### WORK TO BE COMPLETED
State how many lines of the records contain the string "patch", treating case as significant, and give only the number.

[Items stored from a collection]
☆ ☆ ☆ ☆
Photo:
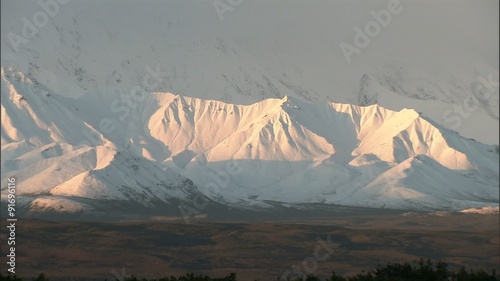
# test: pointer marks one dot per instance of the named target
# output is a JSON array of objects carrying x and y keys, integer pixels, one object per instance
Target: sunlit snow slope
[{"x": 167, "y": 148}]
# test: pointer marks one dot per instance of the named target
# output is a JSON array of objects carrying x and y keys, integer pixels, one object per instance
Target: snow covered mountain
[
  {"x": 169, "y": 149},
  {"x": 187, "y": 48},
  {"x": 166, "y": 103}
]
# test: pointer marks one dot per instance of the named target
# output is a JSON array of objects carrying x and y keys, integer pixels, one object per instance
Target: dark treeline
[{"x": 421, "y": 271}]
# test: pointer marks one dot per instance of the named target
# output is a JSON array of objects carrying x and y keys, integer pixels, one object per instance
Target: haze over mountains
[{"x": 161, "y": 103}]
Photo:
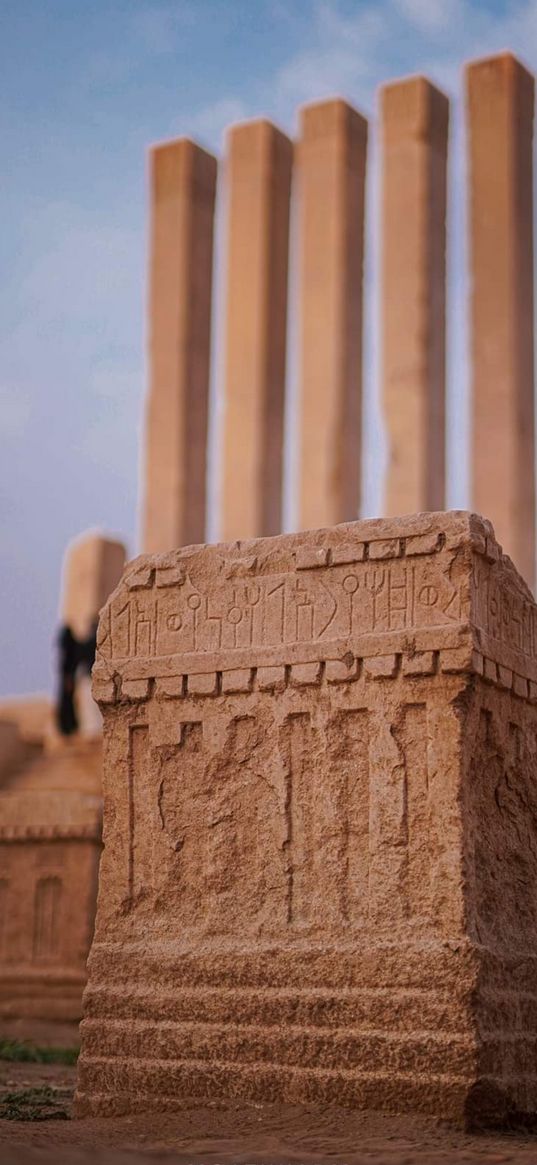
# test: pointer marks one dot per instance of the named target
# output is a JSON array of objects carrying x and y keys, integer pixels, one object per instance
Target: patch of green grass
[
  {"x": 35, "y": 1105},
  {"x": 25, "y": 1052}
]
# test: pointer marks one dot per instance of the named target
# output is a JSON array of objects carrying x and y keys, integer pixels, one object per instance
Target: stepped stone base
[{"x": 320, "y": 844}]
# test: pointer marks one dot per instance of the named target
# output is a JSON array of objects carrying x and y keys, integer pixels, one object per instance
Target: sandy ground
[{"x": 232, "y": 1135}]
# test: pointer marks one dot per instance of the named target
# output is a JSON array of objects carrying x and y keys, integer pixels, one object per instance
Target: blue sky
[{"x": 84, "y": 90}]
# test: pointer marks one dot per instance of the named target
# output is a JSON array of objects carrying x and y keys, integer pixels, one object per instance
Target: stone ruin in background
[
  {"x": 319, "y": 865},
  {"x": 50, "y": 821}
]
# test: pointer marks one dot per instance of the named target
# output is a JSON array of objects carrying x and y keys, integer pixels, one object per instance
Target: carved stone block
[{"x": 320, "y": 848}]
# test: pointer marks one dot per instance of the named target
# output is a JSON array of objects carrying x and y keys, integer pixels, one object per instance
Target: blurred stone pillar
[
  {"x": 258, "y": 246},
  {"x": 500, "y": 111},
  {"x": 183, "y": 189},
  {"x": 331, "y": 189},
  {"x": 414, "y": 126}
]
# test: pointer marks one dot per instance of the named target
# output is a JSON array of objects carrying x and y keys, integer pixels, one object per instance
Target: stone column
[
  {"x": 415, "y": 118},
  {"x": 183, "y": 189},
  {"x": 259, "y": 195},
  {"x": 500, "y": 110},
  {"x": 331, "y": 186}
]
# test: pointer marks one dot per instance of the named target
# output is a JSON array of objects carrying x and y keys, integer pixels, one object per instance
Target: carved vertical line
[
  {"x": 4, "y": 892},
  {"x": 411, "y": 734},
  {"x": 48, "y": 894},
  {"x": 138, "y": 748}
]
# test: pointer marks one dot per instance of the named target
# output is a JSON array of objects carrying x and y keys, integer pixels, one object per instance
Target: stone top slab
[{"x": 380, "y": 588}]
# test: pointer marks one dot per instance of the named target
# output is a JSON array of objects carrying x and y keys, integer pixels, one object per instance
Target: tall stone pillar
[
  {"x": 92, "y": 569},
  {"x": 500, "y": 108},
  {"x": 259, "y": 193},
  {"x": 331, "y": 177},
  {"x": 415, "y": 118},
  {"x": 183, "y": 188}
]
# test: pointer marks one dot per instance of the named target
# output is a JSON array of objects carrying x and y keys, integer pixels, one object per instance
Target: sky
[{"x": 85, "y": 89}]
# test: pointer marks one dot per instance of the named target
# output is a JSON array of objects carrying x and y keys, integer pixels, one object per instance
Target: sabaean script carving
[{"x": 313, "y": 606}]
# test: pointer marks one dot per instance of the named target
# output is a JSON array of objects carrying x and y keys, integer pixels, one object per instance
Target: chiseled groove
[
  {"x": 330, "y": 993},
  {"x": 233, "y": 1066},
  {"x": 140, "y": 1025}
]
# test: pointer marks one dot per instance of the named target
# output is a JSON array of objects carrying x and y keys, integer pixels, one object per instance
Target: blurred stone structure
[
  {"x": 500, "y": 96},
  {"x": 50, "y": 819},
  {"x": 320, "y": 810}
]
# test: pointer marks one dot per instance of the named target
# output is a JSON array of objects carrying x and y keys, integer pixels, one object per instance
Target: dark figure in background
[{"x": 73, "y": 654}]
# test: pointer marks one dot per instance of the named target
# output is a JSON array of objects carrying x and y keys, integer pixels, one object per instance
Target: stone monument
[{"x": 320, "y": 810}]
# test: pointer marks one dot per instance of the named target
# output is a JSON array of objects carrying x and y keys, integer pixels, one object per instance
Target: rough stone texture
[
  {"x": 414, "y": 127},
  {"x": 331, "y": 198},
  {"x": 50, "y": 825},
  {"x": 259, "y": 191},
  {"x": 319, "y": 826},
  {"x": 500, "y": 110},
  {"x": 183, "y": 188},
  {"x": 92, "y": 569}
]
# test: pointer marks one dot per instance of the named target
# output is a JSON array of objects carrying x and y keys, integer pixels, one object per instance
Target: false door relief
[{"x": 290, "y": 814}]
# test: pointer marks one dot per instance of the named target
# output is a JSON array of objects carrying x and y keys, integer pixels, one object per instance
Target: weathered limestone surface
[
  {"x": 50, "y": 827},
  {"x": 331, "y": 168},
  {"x": 320, "y": 810},
  {"x": 183, "y": 190},
  {"x": 414, "y": 127},
  {"x": 260, "y": 160},
  {"x": 500, "y": 108}
]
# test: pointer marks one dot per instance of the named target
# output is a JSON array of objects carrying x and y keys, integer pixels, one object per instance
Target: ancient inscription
[
  {"x": 502, "y": 612},
  {"x": 310, "y": 606}
]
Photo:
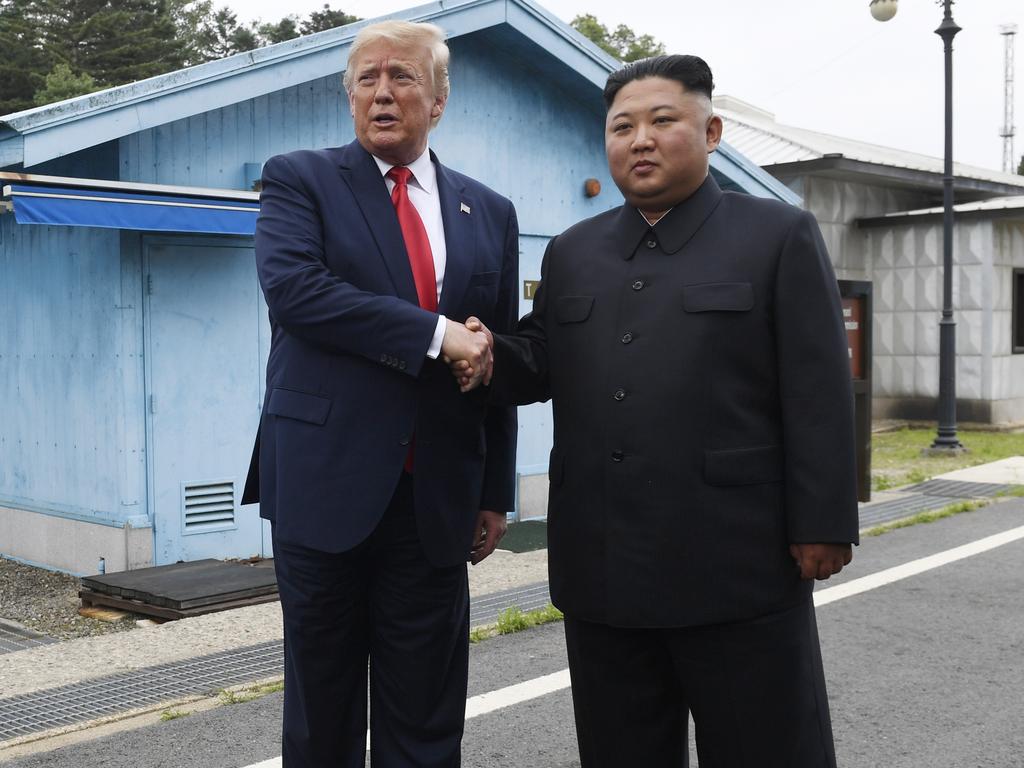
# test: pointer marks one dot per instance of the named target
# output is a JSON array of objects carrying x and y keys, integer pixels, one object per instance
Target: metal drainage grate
[
  {"x": 484, "y": 609},
  {"x": 960, "y": 489},
  {"x": 81, "y": 702},
  {"x": 872, "y": 514},
  {"x": 15, "y": 637}
]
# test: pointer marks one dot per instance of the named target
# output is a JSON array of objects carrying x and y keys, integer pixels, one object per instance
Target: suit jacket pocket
[
  {"x": 712, "y": 297},
  {"x": 484, "y": 279},
  {"x": 302, "y": 406},
  {"x": 743, "y": 466},
  {"x": 573, "y": 308}
]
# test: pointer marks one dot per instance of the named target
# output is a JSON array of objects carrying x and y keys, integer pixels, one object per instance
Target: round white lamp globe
[{"x": 883, "y": 10}]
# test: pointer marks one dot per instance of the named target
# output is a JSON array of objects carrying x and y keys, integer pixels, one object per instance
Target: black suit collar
[{"x": 675, "y": 228}]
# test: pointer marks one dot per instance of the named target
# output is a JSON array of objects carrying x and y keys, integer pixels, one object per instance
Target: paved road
[{"x": 926, "y": 671}]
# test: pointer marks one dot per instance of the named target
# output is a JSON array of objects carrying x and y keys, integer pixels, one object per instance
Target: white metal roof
[
  {"x": 755, "y": 133},
  {"x": 983, "y": 206}
]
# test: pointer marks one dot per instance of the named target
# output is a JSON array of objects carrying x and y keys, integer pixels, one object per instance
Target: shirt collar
[{"x": 423, "y": 171}]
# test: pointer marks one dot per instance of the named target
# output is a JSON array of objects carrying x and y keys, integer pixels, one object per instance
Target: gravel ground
[{"x": 47, "y": 602}]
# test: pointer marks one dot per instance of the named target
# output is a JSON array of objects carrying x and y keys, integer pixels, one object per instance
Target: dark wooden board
[
  {"x": 186, "y": 585},
  {"x": 159, "y": 611}
]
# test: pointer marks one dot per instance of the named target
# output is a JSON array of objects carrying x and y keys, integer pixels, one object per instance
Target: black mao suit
[
  {"x": 702, "y": 413},
  {"x": 371, "y": 559}
]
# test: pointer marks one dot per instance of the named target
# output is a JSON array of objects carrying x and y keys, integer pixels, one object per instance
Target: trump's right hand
[
  {"x": 469, "y": 349},
  {"x": 469, "y": 376}
]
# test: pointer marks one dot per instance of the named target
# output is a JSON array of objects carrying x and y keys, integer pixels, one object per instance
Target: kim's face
[{"x": 657, "y": 138}]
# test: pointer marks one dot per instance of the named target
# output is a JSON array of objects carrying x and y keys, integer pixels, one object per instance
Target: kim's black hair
[{"x": 690, "y": 72}]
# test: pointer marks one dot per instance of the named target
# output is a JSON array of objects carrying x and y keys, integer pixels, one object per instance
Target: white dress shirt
[{"x": 423, "y": 195}]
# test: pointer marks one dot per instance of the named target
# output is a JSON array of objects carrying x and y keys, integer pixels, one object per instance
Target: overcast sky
[{"x": 823, "y": 65}]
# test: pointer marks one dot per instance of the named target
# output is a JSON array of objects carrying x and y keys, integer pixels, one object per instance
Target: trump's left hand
[
  {"x": 820, "y": 560},
  {"x": 491, "y": 527}
]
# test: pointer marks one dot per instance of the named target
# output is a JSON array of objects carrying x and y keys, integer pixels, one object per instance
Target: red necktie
[
  {"x": 420, "y": 256},
  {"x": 417, "y": 243}
]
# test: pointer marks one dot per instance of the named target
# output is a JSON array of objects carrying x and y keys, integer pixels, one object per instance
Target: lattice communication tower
[{"x": 1009, "y": 31}]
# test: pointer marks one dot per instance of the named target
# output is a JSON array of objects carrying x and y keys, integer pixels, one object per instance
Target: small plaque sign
[{"x": 853, "y": 316}]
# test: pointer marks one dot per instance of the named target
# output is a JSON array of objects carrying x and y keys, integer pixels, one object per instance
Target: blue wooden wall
[
  {"x": 516, "y": 128},
  {"x": 71, "y": 439},
  {"x": 517, "y": 120}
]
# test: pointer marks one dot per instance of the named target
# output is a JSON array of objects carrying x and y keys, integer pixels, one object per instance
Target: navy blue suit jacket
[{"x": 348, "y": 383}]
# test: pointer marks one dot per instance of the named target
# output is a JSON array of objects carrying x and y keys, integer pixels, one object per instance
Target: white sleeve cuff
[{"x": 435, "y": 343}]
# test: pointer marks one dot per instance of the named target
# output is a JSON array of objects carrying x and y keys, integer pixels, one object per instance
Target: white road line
[
  {"x": 513, "y": 694},
  {"x": 542, "y": 686},
  {"x": 882, "y": 578}
]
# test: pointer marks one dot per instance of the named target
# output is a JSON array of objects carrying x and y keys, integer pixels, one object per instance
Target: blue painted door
[{"x": 205, "y": 359}]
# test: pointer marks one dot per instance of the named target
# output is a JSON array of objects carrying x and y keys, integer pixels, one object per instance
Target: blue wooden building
[{"x": 133, "y": 335}]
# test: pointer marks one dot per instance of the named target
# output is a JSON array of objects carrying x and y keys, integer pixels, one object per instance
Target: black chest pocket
[
  {"x": 718, "y": 297},
  {"x": 573, "y": 308}
]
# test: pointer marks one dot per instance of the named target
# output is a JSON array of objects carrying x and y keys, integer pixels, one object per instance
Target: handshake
[{"x": 468, "y": 351}]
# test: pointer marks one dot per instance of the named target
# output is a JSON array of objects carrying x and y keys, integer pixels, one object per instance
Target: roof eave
[
  {"x": 892, "y": 174},
  {"x": 65, "y": 127}
]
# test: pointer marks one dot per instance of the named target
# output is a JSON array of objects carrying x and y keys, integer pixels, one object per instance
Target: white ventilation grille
[{"x": 208, "y": 506}]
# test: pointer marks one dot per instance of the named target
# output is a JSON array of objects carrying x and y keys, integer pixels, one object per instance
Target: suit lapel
[
  {"x": 460, "y": 238},
  {"x": 364, "y": 178}
]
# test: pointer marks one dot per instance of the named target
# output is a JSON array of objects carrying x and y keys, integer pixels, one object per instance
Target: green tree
[
  {"x": 286, "y": 29},
  {"x": 114, "y": 41},
  {"x": 218, "y": 34},
  {"x": 327, "y": 18},
  {"x": 23, "y": 62},
  {"x": 623, "y": 42},
  {"x": 61, "y": 83}
]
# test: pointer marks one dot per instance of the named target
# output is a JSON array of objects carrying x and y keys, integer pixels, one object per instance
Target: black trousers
[
  {"x": 756, "y": 689},
  {"x": 385, "y": 604}
]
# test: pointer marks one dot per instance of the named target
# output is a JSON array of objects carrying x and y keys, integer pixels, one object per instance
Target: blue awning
[{"x": 70, "y": 207}]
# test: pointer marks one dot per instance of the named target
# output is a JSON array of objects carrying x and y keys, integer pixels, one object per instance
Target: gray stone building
[{"x": 881, "y": 213}]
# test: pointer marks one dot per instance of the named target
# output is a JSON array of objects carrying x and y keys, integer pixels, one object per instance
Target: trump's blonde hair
[{"x": 406, "y": 35}]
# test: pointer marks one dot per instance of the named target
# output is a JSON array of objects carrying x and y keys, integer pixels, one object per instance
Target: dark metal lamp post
[{"x": 946, "y": 440}]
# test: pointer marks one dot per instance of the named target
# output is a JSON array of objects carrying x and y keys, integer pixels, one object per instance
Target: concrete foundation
[{"x": 73, "y": 546}]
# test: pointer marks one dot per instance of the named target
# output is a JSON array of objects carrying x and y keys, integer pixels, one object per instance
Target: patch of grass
[
  {"x": 896, "y": 458},
  {"x": 168, "y": 715},
  {"x": 251, "y": 692},
  {"x": 924, "y": 517},
  {"x": 514, "y": 620}
]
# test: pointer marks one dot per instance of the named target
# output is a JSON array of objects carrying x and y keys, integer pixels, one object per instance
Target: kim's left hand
[
  {"x": 491, "y": 527},
  {"x": 820, "y": 560}
]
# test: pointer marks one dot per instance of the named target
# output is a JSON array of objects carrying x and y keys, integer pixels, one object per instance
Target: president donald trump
[{"x": 380, "y": 479}]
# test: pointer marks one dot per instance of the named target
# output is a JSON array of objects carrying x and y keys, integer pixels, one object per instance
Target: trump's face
[
  {"x": 657, "y": 138},
  {"x": 393, "y": 101}
]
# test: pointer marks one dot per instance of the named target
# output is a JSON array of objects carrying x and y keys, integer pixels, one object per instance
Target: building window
[{"x": 1018, "y": 311}]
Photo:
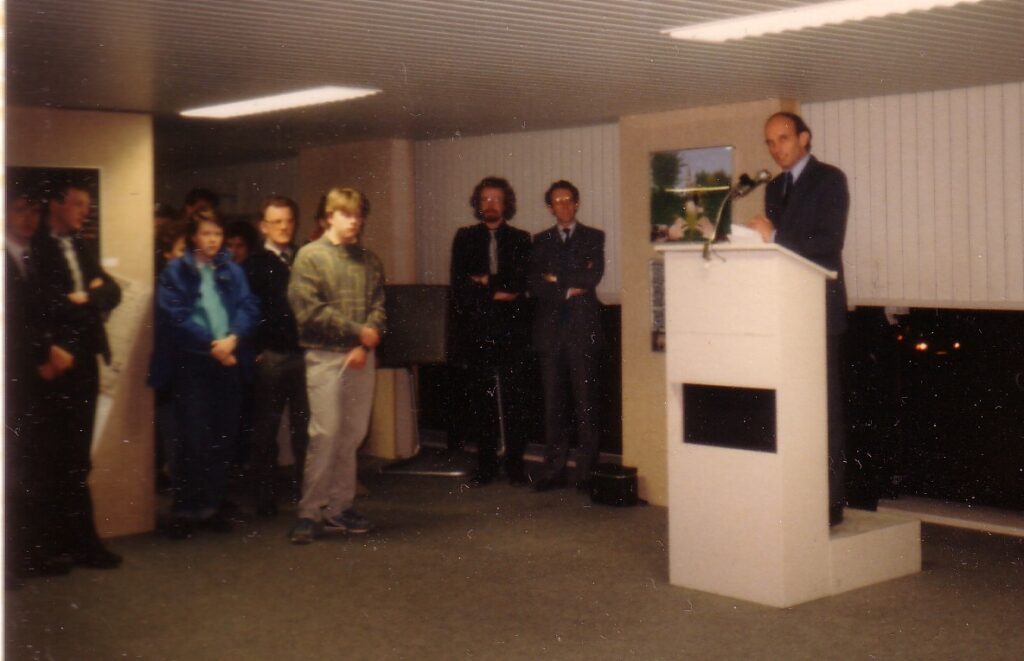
☆ ☆ ☆ ☆
### REPLY
2